_Work instructions_. Which lines in the material below contain the word "garden"? Copy each of them.

_Excerpts from point annotation data_.
/---
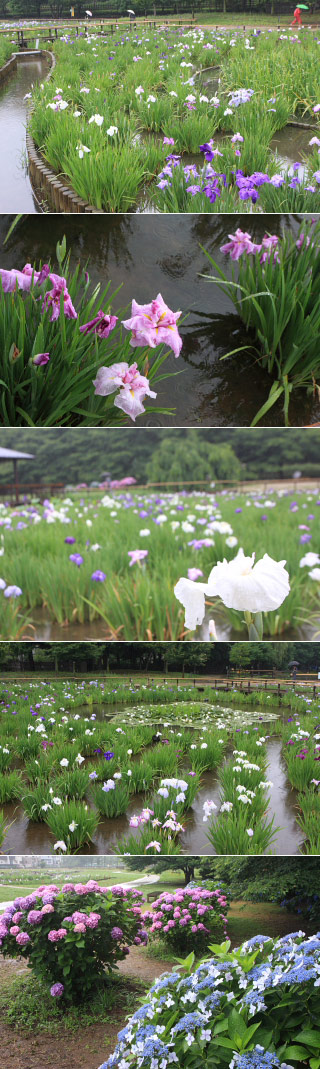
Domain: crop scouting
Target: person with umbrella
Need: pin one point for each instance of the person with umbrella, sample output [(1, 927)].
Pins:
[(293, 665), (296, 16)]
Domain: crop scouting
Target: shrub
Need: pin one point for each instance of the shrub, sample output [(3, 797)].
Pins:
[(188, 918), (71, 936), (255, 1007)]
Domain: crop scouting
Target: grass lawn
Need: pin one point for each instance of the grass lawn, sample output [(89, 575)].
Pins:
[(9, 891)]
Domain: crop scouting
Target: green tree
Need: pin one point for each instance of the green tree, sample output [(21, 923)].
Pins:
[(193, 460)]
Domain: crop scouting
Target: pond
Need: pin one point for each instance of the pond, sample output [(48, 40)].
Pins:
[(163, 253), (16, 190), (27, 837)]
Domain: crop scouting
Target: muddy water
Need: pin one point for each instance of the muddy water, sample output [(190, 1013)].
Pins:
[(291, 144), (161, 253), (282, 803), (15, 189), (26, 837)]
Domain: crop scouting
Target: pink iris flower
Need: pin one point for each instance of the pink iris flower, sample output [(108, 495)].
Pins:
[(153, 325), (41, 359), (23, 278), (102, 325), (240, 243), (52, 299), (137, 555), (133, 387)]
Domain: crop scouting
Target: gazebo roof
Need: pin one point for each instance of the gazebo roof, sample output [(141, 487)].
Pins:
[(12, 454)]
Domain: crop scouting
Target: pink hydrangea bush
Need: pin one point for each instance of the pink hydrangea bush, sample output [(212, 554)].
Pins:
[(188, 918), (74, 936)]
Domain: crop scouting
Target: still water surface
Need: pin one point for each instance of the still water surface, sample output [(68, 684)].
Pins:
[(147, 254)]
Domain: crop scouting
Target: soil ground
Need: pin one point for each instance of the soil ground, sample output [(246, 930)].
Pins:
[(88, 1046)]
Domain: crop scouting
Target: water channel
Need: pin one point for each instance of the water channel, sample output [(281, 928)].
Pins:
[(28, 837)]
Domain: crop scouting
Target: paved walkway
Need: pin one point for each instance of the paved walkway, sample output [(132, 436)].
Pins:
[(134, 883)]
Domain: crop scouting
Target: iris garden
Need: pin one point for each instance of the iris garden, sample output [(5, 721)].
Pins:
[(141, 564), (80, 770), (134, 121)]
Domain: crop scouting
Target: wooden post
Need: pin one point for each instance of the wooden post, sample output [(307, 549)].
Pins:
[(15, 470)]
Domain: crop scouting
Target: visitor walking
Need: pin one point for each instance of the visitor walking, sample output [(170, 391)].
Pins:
\---
/---
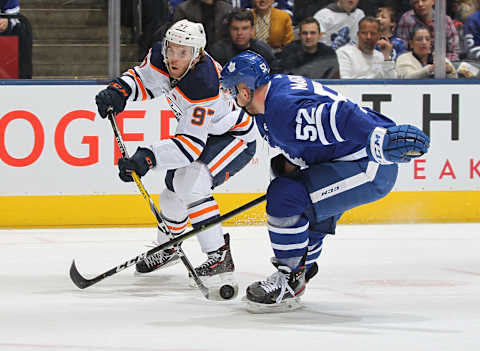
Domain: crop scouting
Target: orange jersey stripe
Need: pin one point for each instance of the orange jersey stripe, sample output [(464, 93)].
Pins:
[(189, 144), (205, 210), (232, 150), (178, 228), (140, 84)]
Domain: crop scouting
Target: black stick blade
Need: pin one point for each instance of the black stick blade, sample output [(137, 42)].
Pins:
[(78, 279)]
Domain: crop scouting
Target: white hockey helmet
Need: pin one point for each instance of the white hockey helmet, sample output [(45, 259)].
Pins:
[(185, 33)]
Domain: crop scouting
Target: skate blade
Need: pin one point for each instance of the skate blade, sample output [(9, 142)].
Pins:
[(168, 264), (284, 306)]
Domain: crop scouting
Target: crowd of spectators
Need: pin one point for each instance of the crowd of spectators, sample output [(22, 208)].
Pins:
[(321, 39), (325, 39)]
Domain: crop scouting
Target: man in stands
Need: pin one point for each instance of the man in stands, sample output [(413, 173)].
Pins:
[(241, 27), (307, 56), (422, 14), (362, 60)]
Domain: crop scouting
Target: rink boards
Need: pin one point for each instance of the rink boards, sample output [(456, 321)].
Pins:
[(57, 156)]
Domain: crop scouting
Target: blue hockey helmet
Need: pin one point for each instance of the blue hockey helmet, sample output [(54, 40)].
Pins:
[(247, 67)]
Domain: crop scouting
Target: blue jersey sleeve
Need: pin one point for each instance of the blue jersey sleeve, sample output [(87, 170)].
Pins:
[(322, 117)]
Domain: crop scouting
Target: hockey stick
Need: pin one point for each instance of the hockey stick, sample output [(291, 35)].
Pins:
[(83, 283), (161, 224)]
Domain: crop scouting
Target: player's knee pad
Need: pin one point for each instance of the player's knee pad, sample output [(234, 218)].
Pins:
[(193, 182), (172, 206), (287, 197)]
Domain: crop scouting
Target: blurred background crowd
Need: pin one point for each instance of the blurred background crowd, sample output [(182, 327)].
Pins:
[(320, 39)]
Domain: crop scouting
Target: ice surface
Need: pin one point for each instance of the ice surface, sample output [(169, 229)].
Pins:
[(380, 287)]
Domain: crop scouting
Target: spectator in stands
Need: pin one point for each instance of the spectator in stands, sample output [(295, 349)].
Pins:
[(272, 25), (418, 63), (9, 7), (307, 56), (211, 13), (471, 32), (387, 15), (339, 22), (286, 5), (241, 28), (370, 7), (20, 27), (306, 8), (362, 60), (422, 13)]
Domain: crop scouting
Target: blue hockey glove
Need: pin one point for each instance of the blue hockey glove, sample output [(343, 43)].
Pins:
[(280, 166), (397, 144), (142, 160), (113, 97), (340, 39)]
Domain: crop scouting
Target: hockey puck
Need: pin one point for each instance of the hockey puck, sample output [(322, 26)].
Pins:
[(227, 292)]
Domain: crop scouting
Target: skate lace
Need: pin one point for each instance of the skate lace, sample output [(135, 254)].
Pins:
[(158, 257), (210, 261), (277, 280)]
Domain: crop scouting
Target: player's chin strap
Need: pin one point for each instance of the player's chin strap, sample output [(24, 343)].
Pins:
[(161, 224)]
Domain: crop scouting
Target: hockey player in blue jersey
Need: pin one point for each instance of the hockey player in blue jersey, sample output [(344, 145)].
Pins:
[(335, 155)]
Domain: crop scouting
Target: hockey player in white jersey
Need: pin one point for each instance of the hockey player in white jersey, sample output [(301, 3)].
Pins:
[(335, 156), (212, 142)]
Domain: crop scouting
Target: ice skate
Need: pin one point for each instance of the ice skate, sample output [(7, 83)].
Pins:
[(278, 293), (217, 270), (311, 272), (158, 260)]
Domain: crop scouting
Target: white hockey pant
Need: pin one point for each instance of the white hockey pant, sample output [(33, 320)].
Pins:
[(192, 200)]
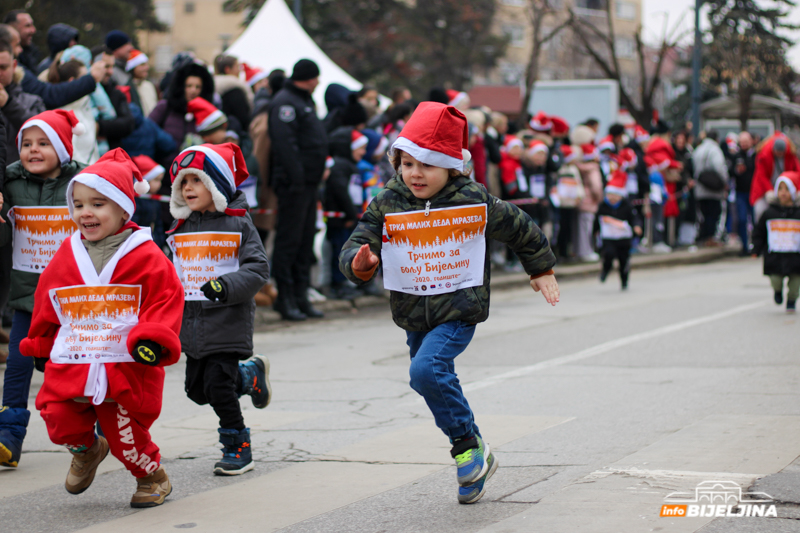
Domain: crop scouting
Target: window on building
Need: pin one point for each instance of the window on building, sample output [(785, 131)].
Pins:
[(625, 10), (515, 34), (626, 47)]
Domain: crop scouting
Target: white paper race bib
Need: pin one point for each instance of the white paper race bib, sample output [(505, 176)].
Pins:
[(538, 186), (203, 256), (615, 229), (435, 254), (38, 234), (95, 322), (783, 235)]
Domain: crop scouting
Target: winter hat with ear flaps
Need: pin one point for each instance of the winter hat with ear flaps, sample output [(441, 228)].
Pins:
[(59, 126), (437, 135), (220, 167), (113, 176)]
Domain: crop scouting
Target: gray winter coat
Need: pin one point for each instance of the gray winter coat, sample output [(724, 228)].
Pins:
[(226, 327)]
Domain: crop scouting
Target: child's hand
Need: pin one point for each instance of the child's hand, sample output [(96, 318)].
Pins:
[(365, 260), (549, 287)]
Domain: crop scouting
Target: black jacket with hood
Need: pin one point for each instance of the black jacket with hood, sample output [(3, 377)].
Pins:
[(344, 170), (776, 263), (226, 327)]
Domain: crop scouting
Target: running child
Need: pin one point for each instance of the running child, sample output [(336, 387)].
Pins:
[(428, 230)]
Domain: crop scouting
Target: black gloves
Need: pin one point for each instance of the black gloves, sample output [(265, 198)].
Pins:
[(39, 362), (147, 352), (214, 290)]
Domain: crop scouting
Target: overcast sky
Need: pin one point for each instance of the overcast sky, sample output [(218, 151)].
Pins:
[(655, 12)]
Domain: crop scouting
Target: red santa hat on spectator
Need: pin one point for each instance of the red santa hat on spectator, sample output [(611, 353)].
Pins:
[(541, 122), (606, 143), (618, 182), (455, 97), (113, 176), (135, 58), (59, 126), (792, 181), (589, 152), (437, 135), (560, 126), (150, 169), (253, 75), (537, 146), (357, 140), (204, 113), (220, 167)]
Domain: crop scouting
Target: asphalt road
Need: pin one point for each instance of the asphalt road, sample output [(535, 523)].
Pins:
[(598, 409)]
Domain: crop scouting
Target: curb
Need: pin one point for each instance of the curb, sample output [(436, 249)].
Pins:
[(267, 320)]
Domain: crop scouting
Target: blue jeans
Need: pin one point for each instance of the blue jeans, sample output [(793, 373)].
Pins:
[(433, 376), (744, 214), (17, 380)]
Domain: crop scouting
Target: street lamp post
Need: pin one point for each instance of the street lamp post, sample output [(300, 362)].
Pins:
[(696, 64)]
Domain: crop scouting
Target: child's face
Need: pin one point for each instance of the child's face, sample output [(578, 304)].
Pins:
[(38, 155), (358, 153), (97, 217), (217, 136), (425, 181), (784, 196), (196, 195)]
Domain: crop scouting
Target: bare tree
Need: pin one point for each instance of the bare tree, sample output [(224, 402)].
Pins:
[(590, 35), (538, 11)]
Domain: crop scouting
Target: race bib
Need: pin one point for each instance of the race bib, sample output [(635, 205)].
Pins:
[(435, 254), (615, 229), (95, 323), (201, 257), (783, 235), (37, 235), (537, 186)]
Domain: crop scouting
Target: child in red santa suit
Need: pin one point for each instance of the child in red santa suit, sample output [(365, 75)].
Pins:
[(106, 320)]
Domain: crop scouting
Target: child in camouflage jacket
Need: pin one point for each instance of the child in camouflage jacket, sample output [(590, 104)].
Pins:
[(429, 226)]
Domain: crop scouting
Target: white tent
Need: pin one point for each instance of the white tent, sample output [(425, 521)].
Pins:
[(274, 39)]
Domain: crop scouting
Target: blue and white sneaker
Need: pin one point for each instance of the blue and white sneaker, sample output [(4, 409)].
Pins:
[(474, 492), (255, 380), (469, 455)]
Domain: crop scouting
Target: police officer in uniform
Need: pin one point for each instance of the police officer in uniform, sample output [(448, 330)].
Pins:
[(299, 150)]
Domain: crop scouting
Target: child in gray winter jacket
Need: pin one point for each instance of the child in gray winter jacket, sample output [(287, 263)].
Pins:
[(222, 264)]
\---
/---
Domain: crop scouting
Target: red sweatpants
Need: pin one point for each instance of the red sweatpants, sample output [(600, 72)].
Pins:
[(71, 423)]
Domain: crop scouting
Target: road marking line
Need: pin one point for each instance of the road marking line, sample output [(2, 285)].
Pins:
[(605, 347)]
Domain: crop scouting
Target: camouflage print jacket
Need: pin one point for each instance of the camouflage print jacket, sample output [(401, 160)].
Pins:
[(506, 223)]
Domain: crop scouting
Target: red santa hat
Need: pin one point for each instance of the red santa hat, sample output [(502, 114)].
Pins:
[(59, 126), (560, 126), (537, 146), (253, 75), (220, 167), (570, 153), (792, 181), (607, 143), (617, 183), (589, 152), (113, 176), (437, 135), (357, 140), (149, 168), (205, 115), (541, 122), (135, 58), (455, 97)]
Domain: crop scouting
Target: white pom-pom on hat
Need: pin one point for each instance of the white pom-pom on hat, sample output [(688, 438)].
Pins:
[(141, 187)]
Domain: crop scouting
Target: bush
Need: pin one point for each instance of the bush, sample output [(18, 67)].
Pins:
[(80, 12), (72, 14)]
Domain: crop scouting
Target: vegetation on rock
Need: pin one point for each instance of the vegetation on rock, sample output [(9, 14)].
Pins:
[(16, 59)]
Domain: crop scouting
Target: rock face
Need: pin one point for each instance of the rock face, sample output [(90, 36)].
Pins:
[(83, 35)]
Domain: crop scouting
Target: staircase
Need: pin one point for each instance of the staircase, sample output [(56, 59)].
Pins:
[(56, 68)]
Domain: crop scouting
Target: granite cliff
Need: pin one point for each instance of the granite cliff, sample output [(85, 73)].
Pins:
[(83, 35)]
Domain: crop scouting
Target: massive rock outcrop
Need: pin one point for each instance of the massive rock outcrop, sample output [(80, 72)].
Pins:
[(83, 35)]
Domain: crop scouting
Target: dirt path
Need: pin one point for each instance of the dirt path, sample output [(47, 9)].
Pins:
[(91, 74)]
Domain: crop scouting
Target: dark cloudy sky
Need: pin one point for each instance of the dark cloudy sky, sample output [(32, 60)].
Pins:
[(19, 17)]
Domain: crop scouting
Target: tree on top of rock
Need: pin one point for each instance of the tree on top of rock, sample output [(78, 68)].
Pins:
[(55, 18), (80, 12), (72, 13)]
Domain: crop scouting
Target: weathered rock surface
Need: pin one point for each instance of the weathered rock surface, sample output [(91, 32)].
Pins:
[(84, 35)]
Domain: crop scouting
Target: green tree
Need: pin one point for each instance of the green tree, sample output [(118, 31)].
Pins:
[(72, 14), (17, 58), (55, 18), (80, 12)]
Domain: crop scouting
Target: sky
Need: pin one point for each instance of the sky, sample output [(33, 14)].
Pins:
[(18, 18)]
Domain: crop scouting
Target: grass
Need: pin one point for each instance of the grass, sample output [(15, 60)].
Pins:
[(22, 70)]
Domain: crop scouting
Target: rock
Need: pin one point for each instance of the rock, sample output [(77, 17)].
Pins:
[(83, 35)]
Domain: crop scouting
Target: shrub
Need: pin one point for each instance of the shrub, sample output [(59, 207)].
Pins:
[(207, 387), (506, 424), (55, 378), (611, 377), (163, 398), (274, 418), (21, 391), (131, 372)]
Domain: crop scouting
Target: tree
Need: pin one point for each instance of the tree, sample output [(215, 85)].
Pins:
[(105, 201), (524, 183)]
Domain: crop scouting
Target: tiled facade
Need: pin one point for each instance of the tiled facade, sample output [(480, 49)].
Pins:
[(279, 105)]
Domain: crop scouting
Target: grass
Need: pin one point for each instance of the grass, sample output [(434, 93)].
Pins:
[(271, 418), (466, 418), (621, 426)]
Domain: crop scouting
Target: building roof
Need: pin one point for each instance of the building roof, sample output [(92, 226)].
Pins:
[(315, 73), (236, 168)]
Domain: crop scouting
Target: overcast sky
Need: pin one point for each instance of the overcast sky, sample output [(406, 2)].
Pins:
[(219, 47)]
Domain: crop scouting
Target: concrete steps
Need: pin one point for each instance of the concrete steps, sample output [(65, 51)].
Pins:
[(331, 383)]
\---
_Correct result_.
Target: iris garden
Need: pin one point for each instance of the iris garden, sample output [(5, 721)].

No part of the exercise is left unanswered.